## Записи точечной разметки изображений
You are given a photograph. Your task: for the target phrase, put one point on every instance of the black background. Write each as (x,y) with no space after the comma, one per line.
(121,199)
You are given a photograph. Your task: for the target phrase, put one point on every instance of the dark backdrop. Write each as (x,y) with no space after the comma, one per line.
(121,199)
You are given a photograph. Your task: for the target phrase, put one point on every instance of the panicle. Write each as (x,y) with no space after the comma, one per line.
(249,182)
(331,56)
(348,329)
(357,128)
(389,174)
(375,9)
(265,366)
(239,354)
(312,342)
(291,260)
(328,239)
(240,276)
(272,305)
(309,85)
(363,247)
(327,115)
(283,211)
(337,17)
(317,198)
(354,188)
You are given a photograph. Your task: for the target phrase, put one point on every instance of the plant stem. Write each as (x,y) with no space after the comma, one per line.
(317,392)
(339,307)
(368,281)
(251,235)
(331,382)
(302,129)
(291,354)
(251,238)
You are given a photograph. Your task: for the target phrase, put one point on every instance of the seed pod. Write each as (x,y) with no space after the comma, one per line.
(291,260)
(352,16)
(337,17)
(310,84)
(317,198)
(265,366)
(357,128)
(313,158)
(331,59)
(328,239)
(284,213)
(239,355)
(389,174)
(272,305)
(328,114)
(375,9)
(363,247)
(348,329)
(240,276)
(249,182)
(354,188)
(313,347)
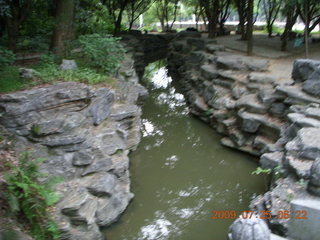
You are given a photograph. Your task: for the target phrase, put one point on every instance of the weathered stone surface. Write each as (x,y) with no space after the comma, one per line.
(271,160)
(308,228)
(82,158)
(300,167)
(312,87)
(197,43)
(314,183)
(212,48)
(110,209)
(101,184)
(252,228)
(27,73)
(77,128)
(68,65)
(261,78)
(251,104)
(101,106)
(306,144)
(304,68)
(209,72)
(295,95)
(102,165)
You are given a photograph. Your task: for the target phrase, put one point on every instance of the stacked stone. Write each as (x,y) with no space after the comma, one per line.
(85,134)
(280,122)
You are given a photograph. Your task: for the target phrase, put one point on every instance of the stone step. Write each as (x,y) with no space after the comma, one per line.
(302,229)
(301,167)
(271,160)
(303,121)
(251,104)
(248,149)
(251,122)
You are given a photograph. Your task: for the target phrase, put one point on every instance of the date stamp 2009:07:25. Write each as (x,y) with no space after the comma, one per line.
(282,214)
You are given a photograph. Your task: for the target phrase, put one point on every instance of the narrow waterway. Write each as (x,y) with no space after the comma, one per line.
(180,173)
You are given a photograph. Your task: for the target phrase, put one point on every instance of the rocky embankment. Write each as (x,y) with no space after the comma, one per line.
(85,134)
(280,122)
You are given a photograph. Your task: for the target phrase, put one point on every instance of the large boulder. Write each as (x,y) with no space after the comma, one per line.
(251,228)
(303,69)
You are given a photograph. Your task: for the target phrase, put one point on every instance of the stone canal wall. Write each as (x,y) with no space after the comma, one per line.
(85,134)
(257,114)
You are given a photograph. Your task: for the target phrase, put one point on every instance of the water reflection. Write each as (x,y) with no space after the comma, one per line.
(180,173)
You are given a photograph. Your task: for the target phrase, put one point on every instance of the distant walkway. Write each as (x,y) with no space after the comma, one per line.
(264,47)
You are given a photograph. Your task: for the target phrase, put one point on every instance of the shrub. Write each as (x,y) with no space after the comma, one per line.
(31,199)
(102,52)
(7,57)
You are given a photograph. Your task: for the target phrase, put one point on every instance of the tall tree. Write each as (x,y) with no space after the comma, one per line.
(14,14)
(64,29)
(224,13)
(116,9)
(167,12)
(271,10)
(136,8)
(242,9)
(211,9)
(250,27)
(291,13)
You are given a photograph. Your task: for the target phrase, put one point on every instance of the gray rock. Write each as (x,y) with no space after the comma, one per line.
(102,165)
(314,183)
(110,209)
(73,201)
(278,109)
(312,87)
(313,112)
(101,107)
(101,184)
(252,228)
(261,78)
(304,68)
(197,43)
(251,104)
(271,160)
(68,65)
(304,228)
(306,144)
(82,158)
(212,48)
(209,72)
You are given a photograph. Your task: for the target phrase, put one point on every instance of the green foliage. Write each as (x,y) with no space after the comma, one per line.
(93,17)
(49,71)
(302,182)
(31,199)
(261,170)
(102,52)
(7,57)
(10,80)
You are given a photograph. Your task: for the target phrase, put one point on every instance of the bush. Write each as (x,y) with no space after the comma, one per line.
(102,52)
(7,57)
(29,198)
(49,71)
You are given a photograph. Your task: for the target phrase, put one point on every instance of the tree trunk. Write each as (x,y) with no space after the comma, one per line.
(63,31)
(13,32)
(250,28)
(291,19)
(269,28)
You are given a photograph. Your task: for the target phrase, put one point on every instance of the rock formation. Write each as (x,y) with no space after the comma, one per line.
(85,134)
(257,114)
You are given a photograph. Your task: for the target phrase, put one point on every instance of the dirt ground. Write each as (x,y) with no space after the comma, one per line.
(269,48)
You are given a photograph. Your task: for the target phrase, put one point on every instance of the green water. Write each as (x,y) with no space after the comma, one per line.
(180,174)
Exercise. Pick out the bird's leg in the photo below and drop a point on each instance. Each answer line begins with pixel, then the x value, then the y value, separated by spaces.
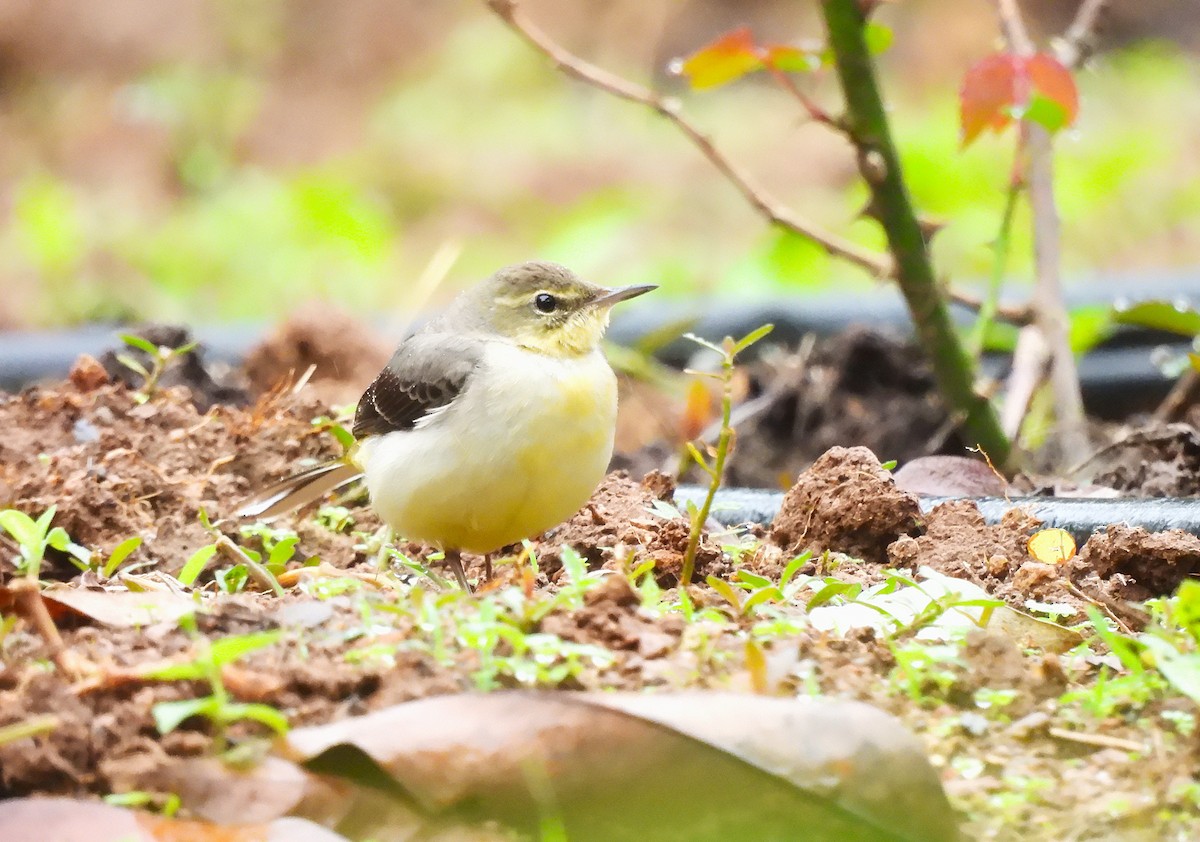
pixel 454 558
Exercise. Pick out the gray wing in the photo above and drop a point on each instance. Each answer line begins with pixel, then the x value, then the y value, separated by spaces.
pixel 425 374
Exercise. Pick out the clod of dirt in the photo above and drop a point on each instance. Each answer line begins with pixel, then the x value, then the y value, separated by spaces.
pixel 1138 565
pixel 115 468
pixel 995 661
pixel 209 385
pixel 845 503
pixel 861 388
pixel 621 513
pixel 345 356
pixel 1162 461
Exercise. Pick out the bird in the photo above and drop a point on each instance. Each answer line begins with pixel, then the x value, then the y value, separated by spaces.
pixel 491 423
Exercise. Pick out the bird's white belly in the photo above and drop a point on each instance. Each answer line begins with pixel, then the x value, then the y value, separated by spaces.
pixel 520 451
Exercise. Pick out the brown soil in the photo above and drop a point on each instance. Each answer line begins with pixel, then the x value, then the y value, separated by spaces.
pixel 846 503
pixel 861 388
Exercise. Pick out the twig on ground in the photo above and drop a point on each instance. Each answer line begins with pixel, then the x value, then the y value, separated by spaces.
pixel 867 124
pixel 255 571
pixel 509 11
pixel 1029 373
pixel 1050 312
pixel 1099 740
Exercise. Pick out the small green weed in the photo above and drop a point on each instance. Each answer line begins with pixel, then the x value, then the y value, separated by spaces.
pixel 729 350
pixel 157 360
pixel 217 707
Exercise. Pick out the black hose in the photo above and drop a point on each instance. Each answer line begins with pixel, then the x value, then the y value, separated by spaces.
pixel 1117 378
pixel 1079 516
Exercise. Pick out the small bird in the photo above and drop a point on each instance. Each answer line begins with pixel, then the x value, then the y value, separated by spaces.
pixel 491 423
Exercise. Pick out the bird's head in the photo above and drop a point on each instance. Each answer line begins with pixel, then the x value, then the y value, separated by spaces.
pixel 547 308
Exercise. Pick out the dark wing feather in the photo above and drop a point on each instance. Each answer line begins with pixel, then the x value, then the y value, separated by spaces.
pixel 427 372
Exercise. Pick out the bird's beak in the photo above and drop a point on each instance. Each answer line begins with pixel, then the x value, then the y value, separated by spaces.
pixel 612 296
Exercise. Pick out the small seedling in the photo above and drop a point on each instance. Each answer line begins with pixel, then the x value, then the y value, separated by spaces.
pixel 160 359
pixel 217 707
pixel 749 590
pixel 34 537
pixel 713 463
pixel 166 804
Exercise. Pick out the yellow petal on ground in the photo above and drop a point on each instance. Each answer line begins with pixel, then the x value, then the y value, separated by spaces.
pixel 1053 546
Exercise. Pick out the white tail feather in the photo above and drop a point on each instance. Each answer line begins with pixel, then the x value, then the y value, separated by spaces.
pixel 299 489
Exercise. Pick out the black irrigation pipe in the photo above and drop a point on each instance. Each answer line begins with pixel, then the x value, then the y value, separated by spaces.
pixel 1080 517
pixel 1117 378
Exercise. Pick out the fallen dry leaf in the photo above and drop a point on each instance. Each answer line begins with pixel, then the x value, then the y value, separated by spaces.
pixel 699 765
pixel 119 608
pixel 66 821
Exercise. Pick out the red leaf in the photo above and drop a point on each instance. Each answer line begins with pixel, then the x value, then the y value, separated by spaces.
pixel 729 58
pixel 990 90
pixel 792 59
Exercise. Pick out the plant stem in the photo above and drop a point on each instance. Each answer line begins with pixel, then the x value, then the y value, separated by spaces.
pixel 880 164
pixel 718 471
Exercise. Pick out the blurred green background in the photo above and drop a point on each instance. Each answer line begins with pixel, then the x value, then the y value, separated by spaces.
pixel 220 160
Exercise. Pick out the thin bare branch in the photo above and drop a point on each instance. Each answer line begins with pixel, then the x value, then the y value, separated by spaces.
pixel 509 11
pixel 1013 25
pixel 1075 44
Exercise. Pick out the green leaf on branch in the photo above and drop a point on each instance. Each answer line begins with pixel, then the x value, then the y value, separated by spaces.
pixel 1002 88
pixel 1163 316
pixel 736 54
pixel 729 58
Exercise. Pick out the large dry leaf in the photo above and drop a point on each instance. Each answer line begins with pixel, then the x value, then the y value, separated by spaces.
pixel 119 608
pixel 66 821
pixel 696 765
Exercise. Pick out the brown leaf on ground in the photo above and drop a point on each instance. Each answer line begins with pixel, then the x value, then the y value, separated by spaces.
pixel 345 354
pixel 1133 564
pixel 838 769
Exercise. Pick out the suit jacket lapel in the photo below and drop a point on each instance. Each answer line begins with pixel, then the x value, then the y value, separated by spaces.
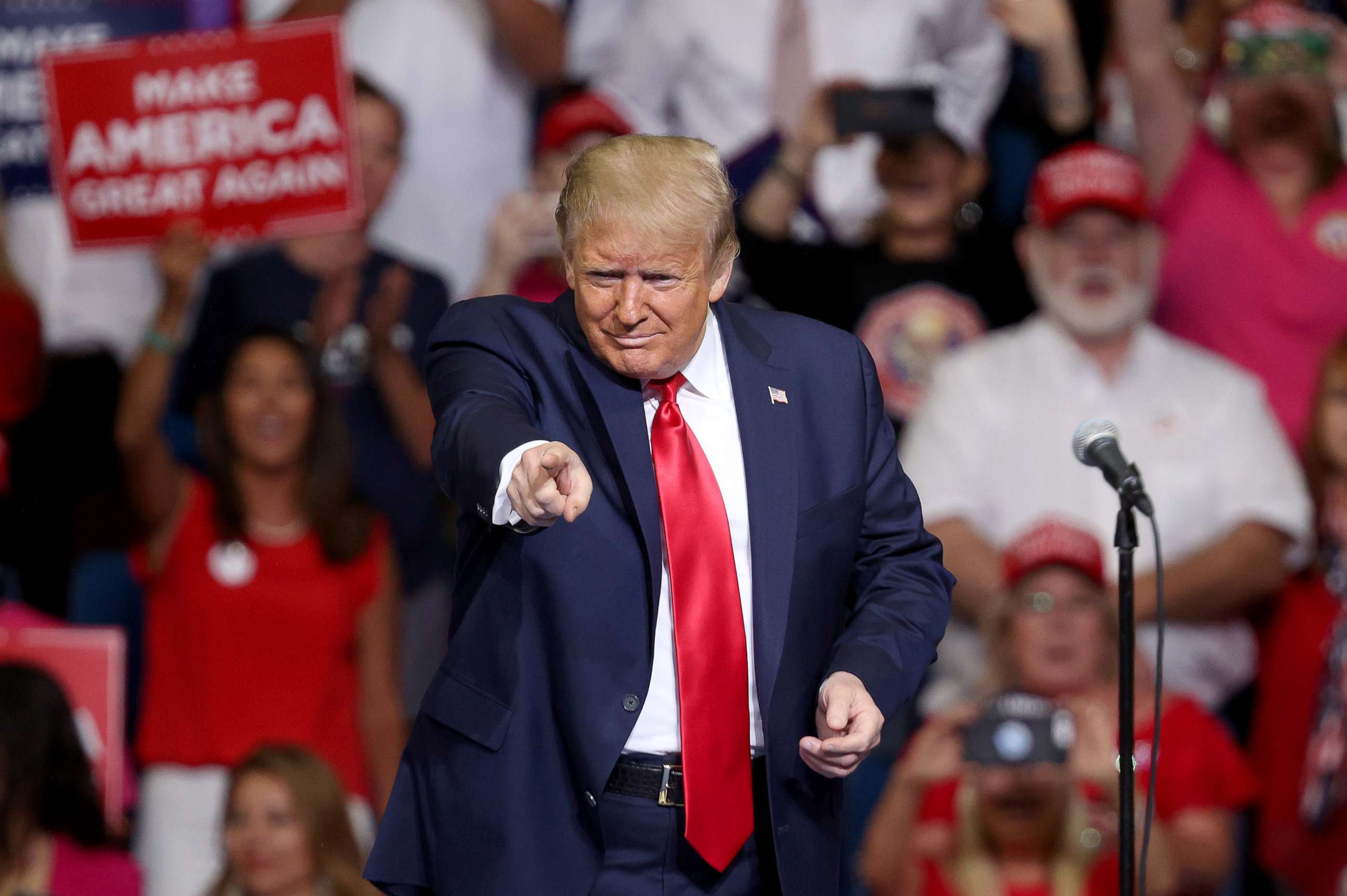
pixel 622 414
pixel 768 440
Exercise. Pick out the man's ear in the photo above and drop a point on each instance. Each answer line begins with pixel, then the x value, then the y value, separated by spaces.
pixel 722 281
pixel 973 177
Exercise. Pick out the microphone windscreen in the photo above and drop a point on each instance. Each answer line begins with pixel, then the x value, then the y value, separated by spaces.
pixel 1089 433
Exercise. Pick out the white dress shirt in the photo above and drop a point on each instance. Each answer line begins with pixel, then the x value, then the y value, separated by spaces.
pixel 708 407
pixel 705 69
pixel 992 445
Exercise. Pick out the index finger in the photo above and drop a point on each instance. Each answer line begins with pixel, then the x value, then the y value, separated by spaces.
pixel 550 463
pixel 581 491
pixel 865 729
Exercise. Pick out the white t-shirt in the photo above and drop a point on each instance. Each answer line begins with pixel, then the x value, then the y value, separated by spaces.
pixel 469 126
pixel 992 445
pixel 705 68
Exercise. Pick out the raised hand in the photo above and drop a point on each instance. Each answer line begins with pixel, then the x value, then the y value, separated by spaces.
pixel 849 727
pixel 181 254
pixel 388 305
pixel 550 483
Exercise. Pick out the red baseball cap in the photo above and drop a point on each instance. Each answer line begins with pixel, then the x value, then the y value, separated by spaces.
pixel 1086 176
pixel 576 115
pixel 1052 544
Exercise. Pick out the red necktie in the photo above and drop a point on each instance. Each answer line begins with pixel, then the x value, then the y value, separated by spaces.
pixel 710 651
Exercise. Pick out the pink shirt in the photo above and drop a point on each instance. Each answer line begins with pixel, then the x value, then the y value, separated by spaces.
pixel 92 872
pixel 1237 283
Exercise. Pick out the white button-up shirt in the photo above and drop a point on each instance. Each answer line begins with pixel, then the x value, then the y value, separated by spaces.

## Условие задачи
Продублируйте без изменений строки из приведенных выше данных: от строки с «Exercise. Pick out the fallen» до строки с «pixel 792 59», обе включительно.

## Ответ на задание
Exercise. Pick out the fallen dry leaf in the photo above and drop a point on each instance. Each answer line begins with pixel, then the x value, then the y value, separated by spaces.
pixel 699 765
pixel 119 608
pixel 66 821
Exercise. Pick out the red leaf in the photo above and drop a point on each instance. Each answer line begins with pixel, then the x value, then the y value, separated by spaces.
pixel 729 58
pixel 990 90
pixel 792 59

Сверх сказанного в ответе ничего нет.